- [Direction]:
Convert each line of the data below into a JSON list of strings, with one string per line and blank lines omitted.

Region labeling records
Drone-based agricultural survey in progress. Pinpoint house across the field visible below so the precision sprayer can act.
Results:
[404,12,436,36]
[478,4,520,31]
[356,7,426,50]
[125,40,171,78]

- [Reply to the task]:
[
  "Drone-based agricultural survey in progress. Pinpoint house across the field visible below so the precision sprayer can act.",
  "Results:",
  "[404,12,436,36]",
  "[478,4,520,31]",
  "[356,7,426,50]",
  "[125,40,171,78]"
]